_Pointing items_

════

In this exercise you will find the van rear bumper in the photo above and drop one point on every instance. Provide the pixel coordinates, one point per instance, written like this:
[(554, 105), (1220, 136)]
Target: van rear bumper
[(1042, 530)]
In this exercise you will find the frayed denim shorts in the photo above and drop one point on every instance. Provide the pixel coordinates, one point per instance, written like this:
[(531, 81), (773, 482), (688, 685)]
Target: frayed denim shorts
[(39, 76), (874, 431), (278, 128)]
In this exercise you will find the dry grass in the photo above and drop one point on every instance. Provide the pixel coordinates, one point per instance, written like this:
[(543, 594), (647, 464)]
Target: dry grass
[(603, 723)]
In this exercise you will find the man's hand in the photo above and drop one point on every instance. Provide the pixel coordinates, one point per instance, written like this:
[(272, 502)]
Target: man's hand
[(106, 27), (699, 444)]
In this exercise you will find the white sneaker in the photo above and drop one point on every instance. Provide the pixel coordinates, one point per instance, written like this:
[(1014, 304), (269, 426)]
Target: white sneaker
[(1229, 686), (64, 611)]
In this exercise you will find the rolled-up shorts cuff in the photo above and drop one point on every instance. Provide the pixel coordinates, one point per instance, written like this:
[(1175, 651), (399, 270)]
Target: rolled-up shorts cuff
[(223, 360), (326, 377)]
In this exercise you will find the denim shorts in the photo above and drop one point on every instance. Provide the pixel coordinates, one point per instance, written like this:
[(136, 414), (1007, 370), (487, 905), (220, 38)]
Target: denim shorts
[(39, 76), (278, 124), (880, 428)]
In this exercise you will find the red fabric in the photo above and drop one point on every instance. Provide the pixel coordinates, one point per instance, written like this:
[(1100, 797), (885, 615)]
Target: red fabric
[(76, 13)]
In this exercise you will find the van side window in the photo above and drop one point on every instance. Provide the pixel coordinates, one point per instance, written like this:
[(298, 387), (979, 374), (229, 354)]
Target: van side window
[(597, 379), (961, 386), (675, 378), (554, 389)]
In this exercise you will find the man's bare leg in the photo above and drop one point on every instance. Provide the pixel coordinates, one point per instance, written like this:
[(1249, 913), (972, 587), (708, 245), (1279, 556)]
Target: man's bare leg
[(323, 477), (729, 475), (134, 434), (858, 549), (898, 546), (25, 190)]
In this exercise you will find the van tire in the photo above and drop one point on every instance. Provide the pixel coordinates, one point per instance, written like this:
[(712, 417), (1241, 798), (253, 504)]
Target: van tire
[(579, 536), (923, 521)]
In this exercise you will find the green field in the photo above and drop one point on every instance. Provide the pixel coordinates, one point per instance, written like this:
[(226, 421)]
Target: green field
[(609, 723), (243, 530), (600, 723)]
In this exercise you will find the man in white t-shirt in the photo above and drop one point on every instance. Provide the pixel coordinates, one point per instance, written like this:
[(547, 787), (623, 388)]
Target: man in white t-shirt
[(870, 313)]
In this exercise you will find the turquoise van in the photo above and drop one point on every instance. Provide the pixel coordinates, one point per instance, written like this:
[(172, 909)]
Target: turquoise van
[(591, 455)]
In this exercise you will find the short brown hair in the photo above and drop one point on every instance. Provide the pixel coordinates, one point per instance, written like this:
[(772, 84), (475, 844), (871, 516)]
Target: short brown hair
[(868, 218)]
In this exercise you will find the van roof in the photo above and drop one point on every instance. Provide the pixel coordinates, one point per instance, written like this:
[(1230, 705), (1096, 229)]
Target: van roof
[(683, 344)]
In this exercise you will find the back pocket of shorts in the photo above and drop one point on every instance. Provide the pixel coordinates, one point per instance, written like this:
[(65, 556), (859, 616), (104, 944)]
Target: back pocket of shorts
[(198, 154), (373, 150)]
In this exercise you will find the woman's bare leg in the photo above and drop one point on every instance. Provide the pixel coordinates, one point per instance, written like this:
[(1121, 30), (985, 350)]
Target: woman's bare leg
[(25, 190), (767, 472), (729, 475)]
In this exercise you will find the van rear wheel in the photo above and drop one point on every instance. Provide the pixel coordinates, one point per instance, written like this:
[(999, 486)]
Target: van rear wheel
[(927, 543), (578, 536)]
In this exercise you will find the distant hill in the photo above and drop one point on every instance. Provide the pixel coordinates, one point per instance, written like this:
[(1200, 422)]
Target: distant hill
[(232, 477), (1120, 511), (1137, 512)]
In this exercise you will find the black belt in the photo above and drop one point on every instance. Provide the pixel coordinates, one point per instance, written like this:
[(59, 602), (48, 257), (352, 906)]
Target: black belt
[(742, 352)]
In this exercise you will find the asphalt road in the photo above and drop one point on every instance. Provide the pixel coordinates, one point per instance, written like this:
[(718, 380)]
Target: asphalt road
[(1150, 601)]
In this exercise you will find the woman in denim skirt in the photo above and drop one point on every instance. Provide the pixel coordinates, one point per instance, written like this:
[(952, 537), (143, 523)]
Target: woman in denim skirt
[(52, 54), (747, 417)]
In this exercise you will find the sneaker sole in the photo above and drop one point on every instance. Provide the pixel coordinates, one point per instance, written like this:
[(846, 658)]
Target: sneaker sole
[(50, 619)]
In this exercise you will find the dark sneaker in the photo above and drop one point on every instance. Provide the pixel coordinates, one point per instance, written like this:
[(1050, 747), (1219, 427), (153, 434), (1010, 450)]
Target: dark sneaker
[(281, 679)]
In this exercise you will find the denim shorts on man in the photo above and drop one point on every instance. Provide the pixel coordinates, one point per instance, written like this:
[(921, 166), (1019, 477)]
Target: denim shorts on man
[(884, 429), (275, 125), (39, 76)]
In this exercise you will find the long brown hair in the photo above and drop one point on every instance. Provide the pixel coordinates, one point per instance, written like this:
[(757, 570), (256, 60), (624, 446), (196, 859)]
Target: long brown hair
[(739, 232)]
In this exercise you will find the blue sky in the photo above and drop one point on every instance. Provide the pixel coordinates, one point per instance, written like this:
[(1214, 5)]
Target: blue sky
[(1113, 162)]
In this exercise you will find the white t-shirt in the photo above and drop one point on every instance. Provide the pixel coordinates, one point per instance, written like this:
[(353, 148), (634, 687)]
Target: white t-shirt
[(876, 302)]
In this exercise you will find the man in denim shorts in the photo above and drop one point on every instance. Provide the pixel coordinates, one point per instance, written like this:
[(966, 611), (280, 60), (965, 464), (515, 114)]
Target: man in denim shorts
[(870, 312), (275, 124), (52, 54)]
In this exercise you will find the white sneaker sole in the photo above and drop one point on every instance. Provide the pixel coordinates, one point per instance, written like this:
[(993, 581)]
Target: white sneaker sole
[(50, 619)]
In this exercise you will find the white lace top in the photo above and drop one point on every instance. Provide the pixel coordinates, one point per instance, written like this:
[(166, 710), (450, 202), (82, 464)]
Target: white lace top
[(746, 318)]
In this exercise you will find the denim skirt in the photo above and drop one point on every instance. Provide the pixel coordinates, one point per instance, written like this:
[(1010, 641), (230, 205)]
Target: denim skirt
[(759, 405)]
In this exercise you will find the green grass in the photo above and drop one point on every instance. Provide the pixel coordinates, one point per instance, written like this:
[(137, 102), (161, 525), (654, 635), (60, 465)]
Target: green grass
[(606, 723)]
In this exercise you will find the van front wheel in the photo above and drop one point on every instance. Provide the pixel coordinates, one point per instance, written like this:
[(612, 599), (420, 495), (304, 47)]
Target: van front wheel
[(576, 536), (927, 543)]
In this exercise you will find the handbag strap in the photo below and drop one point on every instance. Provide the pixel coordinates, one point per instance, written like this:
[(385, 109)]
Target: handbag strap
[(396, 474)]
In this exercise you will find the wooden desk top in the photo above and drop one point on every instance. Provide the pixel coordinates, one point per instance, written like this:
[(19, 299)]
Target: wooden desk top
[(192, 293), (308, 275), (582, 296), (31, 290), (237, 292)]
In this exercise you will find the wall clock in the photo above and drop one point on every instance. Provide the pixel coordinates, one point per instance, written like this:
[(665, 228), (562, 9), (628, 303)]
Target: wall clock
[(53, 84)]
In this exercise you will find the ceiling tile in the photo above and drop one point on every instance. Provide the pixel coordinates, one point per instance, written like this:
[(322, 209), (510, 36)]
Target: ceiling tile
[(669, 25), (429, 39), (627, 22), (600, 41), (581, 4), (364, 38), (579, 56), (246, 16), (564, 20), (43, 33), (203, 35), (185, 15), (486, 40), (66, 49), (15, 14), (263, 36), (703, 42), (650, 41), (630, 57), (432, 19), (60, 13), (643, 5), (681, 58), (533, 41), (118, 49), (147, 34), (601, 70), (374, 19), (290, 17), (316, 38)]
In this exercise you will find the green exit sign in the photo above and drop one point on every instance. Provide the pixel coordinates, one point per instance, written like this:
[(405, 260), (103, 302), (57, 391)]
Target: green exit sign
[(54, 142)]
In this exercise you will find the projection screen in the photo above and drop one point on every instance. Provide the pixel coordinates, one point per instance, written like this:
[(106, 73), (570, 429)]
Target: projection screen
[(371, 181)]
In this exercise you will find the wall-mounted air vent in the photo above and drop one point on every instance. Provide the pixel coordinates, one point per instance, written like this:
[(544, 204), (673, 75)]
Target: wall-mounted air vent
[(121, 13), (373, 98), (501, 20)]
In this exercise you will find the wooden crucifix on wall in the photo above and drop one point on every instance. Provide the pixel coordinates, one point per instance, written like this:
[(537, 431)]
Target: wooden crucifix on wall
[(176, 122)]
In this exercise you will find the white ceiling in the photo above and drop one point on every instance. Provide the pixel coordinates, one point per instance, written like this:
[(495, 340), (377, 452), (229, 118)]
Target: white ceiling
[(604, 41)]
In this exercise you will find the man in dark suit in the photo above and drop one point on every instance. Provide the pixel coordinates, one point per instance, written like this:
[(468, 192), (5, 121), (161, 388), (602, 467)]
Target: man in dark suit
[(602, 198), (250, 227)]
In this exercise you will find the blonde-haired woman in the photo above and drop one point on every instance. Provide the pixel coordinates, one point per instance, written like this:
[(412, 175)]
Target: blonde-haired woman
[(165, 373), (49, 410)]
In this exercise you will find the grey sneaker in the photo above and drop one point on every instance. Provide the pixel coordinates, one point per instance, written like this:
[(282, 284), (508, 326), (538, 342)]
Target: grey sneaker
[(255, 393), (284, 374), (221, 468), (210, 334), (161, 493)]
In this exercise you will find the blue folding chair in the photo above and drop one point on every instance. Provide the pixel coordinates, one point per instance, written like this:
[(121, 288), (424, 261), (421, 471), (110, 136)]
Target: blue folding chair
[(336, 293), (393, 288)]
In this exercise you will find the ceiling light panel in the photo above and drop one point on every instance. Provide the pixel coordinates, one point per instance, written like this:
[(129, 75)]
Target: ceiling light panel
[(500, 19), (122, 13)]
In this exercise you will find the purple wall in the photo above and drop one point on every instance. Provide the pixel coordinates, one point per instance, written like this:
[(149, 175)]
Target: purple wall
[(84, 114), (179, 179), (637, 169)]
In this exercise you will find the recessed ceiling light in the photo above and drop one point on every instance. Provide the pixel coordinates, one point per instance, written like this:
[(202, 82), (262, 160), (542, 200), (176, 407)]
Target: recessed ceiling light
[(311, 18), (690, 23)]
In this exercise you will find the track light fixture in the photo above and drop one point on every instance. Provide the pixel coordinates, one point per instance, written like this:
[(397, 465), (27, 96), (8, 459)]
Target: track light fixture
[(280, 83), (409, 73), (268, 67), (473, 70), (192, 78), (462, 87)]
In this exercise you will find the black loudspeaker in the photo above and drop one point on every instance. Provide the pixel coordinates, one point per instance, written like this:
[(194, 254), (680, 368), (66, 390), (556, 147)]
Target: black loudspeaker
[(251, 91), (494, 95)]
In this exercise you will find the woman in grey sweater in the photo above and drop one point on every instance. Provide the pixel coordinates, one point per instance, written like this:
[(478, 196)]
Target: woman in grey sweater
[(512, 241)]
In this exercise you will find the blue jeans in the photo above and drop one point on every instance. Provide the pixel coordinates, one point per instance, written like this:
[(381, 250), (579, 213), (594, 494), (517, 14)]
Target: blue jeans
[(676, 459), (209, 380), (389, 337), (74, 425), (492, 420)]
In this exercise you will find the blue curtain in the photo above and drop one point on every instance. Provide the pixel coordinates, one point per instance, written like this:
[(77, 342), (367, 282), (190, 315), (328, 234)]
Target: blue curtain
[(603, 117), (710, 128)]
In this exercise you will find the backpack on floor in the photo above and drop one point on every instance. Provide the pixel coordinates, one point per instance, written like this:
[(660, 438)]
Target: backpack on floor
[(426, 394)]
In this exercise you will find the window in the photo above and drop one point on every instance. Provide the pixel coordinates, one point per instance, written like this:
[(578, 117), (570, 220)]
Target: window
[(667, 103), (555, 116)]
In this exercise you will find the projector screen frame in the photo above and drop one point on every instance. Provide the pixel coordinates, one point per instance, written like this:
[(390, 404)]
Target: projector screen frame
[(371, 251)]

════

_What to do_
Reproduce the items above word for word, from the line with "In this exercise you will find the wall-mounted" to the line with "[(255, 393), (284, 374), (221, 468), (210, 334), (161, 493)]", including both of those lines.

_Finished task_
In this exercise you will find the wall-mounted air vent in the photo above and drop one point on every instance. Provide the pixel coordinates, one point per instance, written like this:
[(544, 204), (673, 75)]
Target: wall-mounted air vent
[(121, 13), (373, 98), (501, 20)]
In this exercise you will find the wooden crucifix on wall in the photo above and drop one point on every instance. Provide the pixel coordinates, one point per instance, written like this:
[(537, 431)]
Target: wooden crucifix on wall
[(176, 122)]
In this exercise you will find the white ceiling in the photo above and drop one point on every instance. Provide the pixel coordinates, one point per instance, written like this:
[(495, 340), (377, 452), (229, 118)]
Target: white ceiling
[(604, 41)]
In this exercise you will find the man in dark suit in the photo above and drop one point on every instance. Provide the pixel coordinates, one point per instance, written like this:
[(468, 192), (5, 121), (161, 388), (602, 467)]
Target: man in dark suit
[(602, 198), (250, 227)]
In this exercise you will find the blonde-haired woman in the photo above and drop one point on every instance. Provide the pixel coordinates, one point per instance, written like this:
[(412, 175)]
Target: blonde-haired woman
[(165, 373), (49, 410)]
In this exercise you will find the grey sneaker in the photo above and drop one point on every instance. Provide the pixel coordinates, one point per instance, written like this:
[(282, 284), (508, 326), (538, 342)]
Target: grey sneaker
[(255, 393), (284, 374), (221, 468), (210, 334), (161, 493)]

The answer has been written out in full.